» WHAT TO DO:
Only the lines from the one containing "I need to find the black metal foot" to the end of the listing below are wanted, repeated exactly.

» INFORMATION GIVEN:
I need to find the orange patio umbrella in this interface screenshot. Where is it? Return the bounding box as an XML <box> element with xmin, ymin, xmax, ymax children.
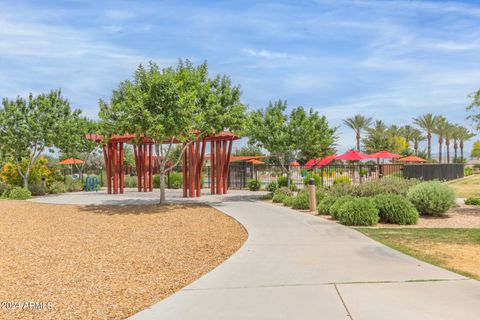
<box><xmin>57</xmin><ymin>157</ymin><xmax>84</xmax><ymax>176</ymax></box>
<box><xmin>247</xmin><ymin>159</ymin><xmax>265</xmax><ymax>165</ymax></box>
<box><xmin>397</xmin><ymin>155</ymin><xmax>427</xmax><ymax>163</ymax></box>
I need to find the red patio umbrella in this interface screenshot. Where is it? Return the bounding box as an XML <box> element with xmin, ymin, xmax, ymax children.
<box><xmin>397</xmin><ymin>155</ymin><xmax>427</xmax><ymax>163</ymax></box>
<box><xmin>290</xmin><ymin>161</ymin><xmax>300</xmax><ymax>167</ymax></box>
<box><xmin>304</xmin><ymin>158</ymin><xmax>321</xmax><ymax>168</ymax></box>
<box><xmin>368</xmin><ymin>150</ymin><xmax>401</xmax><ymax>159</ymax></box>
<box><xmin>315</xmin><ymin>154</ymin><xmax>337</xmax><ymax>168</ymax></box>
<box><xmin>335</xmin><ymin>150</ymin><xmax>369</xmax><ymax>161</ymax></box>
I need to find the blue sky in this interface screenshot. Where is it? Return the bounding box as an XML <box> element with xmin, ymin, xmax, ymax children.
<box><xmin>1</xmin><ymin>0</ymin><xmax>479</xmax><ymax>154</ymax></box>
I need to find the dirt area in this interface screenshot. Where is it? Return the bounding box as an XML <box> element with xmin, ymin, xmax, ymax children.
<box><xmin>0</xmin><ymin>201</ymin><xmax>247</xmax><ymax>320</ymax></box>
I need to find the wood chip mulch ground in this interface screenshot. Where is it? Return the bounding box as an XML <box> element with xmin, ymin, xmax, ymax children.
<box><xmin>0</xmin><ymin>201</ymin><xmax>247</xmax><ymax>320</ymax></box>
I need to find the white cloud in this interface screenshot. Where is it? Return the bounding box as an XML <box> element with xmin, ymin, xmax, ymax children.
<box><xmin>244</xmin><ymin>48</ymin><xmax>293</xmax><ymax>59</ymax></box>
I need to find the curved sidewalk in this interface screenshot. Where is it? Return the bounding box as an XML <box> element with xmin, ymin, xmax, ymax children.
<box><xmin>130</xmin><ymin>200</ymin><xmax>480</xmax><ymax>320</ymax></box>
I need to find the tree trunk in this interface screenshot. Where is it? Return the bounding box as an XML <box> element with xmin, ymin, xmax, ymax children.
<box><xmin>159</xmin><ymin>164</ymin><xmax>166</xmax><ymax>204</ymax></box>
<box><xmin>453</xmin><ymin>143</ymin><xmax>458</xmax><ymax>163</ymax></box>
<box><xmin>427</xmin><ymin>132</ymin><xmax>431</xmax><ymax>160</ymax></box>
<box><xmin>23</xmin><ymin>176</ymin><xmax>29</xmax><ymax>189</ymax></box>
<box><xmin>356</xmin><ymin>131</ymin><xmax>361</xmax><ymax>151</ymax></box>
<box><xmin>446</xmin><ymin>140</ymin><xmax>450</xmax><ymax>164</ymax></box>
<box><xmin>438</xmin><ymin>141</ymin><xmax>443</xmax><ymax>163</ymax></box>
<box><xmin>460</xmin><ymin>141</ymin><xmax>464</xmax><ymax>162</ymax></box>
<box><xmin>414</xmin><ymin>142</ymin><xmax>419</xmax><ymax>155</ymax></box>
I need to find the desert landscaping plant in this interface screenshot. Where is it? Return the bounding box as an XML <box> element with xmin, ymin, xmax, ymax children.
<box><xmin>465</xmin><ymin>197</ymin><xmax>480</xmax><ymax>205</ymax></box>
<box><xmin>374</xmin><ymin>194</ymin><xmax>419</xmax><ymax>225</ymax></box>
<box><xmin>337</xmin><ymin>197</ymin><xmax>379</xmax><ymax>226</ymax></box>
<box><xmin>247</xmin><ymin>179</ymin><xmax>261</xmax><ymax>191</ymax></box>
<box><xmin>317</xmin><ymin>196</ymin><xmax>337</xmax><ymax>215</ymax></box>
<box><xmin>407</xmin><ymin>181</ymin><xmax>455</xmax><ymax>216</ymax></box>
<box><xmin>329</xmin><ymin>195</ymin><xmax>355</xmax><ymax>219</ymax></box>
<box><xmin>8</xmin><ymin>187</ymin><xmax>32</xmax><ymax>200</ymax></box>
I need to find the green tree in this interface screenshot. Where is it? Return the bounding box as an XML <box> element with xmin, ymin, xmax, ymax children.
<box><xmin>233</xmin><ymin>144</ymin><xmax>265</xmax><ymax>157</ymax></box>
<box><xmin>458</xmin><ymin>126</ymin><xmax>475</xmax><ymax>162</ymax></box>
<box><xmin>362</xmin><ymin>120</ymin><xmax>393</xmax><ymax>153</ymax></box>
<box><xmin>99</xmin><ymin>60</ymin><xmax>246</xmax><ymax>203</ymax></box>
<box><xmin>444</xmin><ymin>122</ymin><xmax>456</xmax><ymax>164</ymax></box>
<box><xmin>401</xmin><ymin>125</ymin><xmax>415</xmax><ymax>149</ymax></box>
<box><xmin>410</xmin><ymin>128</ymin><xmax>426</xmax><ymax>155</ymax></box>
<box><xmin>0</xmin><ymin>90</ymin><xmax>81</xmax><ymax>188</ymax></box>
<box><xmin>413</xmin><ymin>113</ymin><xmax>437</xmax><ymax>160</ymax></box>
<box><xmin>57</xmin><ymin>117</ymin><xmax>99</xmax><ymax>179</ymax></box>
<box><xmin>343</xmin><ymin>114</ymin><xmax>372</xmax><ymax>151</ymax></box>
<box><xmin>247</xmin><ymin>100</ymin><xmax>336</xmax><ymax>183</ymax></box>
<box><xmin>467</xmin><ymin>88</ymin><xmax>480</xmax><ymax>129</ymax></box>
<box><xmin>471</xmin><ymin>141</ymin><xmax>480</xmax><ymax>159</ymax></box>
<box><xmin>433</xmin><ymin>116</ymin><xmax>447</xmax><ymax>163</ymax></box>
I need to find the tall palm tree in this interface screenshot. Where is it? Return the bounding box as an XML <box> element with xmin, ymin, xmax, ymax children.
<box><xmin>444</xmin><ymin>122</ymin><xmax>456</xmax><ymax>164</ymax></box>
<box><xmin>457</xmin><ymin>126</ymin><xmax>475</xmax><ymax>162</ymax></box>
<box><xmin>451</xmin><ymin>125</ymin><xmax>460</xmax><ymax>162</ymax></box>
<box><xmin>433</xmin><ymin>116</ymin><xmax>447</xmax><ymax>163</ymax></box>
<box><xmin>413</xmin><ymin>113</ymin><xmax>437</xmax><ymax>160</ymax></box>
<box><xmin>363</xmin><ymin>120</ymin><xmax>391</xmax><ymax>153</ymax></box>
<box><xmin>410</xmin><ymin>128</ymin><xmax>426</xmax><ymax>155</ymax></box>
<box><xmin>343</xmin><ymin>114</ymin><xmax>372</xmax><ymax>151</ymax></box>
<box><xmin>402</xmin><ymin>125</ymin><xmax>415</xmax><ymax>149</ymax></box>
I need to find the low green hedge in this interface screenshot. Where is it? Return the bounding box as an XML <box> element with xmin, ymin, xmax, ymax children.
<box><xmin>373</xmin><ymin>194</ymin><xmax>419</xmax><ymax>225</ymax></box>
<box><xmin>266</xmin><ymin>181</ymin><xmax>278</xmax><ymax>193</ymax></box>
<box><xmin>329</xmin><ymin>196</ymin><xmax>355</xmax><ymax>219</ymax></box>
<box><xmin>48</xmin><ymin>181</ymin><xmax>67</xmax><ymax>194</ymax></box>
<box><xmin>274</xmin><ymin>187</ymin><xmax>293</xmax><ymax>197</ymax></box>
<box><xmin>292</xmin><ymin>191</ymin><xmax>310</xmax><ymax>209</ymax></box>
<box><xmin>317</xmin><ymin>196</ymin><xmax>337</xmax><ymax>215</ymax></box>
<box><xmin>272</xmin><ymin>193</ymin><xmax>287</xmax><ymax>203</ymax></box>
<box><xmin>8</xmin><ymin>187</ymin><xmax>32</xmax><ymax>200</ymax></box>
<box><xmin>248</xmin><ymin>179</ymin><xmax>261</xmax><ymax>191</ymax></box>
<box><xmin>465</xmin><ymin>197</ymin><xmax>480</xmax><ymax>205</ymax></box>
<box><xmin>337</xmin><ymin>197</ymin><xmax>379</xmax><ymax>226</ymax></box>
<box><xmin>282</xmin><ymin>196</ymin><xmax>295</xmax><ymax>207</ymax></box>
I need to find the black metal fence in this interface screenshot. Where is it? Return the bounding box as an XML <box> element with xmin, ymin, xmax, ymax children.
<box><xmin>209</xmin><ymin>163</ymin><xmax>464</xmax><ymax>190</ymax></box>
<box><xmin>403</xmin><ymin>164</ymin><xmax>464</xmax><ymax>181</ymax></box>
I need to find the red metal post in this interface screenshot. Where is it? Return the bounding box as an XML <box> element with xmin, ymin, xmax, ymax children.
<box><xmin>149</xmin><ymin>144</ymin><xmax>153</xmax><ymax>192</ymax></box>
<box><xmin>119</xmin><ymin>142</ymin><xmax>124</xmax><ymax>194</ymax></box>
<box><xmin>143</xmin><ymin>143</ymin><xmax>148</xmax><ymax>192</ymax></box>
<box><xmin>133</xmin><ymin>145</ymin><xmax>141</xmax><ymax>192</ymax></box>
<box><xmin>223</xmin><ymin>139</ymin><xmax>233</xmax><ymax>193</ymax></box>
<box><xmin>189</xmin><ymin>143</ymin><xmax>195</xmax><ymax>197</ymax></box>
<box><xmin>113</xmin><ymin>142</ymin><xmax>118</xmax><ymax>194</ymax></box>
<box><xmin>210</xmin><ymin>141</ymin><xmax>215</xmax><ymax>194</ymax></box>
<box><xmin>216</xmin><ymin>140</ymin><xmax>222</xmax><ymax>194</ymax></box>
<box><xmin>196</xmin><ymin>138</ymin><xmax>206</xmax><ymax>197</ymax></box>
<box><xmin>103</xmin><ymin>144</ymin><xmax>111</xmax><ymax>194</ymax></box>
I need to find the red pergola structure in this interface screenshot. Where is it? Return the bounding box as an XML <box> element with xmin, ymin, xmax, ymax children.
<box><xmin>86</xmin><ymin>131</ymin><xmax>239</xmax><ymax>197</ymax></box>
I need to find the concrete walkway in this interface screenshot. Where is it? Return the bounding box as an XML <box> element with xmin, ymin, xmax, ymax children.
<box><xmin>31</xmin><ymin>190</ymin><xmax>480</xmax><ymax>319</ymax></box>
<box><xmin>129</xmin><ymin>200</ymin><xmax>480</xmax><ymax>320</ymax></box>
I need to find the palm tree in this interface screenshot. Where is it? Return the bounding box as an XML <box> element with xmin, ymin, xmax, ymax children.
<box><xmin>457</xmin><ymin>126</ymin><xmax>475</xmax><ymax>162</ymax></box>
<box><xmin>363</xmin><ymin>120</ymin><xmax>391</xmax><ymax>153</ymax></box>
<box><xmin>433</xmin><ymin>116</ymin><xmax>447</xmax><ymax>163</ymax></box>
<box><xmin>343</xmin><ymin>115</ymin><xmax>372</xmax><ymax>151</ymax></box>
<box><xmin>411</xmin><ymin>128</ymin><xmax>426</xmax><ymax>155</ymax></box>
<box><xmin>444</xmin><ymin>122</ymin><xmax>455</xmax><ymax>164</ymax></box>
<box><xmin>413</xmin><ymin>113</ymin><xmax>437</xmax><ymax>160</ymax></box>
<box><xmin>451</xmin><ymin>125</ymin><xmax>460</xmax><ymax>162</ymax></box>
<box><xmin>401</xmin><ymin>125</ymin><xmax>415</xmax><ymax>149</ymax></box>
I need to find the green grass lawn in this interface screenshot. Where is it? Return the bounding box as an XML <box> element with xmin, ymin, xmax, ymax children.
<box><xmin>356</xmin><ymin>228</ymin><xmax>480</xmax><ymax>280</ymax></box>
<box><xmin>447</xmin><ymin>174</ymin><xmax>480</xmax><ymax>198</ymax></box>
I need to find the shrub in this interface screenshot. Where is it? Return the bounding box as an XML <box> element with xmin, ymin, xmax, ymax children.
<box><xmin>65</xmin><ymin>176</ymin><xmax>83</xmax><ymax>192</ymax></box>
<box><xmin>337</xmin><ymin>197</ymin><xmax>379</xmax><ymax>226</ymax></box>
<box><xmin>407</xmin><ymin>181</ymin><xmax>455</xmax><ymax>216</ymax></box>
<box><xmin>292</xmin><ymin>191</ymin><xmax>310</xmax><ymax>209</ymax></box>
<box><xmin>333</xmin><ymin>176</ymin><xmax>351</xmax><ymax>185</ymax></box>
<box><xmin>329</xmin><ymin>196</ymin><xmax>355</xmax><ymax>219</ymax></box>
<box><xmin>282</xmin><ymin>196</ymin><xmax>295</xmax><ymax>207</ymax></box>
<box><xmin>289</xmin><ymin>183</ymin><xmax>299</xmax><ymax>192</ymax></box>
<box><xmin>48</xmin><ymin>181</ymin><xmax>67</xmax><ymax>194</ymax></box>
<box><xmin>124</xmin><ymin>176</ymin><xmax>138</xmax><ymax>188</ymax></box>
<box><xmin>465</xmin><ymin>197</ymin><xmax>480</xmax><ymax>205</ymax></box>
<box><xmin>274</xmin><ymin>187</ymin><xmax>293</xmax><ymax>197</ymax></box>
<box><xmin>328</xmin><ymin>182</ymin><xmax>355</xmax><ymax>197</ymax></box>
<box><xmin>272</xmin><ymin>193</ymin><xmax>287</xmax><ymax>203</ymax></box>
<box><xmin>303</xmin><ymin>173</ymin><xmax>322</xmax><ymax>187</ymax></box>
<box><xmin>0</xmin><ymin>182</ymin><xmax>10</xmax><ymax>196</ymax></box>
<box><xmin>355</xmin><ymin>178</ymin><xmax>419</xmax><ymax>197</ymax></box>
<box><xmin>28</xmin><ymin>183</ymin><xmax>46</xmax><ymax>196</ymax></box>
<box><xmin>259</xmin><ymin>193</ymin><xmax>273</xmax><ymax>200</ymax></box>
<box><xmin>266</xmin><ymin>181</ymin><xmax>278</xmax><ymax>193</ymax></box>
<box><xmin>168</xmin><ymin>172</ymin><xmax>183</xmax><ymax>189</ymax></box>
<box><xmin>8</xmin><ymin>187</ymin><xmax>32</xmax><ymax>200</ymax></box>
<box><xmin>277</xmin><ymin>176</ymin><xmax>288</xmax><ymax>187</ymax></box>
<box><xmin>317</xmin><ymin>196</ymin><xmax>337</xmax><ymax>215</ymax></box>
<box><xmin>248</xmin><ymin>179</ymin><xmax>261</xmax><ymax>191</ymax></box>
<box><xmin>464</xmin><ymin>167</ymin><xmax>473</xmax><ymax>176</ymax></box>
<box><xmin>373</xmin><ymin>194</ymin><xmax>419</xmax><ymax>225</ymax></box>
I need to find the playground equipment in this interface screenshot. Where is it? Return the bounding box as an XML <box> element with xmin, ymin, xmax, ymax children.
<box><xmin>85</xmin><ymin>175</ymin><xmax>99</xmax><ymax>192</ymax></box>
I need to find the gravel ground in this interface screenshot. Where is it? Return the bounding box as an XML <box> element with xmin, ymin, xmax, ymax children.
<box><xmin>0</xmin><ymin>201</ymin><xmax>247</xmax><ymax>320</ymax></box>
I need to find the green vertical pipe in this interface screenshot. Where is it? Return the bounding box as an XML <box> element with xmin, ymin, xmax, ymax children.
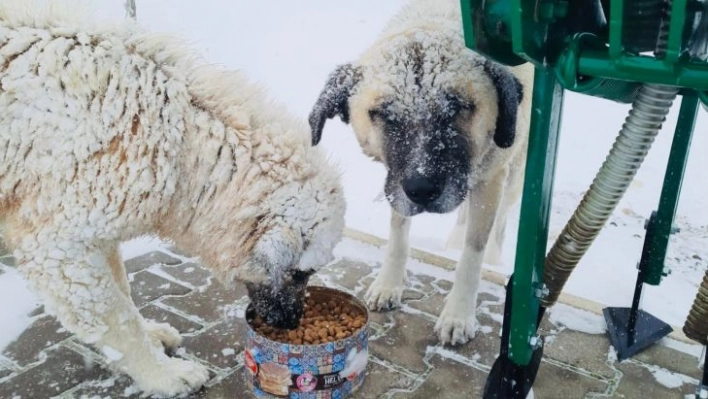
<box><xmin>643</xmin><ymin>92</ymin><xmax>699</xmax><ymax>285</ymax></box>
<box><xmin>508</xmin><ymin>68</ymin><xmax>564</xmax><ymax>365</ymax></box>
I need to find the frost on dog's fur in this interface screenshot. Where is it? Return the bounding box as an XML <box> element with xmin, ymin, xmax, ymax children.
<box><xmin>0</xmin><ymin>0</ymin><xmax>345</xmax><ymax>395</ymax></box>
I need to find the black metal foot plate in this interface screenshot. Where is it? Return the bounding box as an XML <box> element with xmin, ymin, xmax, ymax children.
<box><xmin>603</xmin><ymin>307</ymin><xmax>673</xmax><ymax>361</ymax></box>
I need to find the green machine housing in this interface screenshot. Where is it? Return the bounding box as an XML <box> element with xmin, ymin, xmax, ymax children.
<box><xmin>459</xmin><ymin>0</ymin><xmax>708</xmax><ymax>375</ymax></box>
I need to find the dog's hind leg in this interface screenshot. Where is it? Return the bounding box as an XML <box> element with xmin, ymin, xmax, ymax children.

» RESPONSE TO THE EXERCISE:
I need to find the black metal foot plate in this interface screenshot. Where is it? Return the bounding box as an XML <box> element with xmin, ymin, xmax, ymax children.
<box><xmin>603</xmin><ymin>307</ymin><xmax>673</xmax><ymax>361</ymax></box>
I need to find the green machine housing in this interface screenshot. Where is it? Return the bounding box as an XML <box> element with xmin, ymin, xmax, ymax children.
<box><xmin>459</xmin><ymin>0</ymin><xmax>708</xmax><ymax>375</ymax></box>
I need to find the dog's hind leg in this interface screenshot. Where is it? Return the bounding box as an XML <box> element with xmin, ymin, xmax, ymax children.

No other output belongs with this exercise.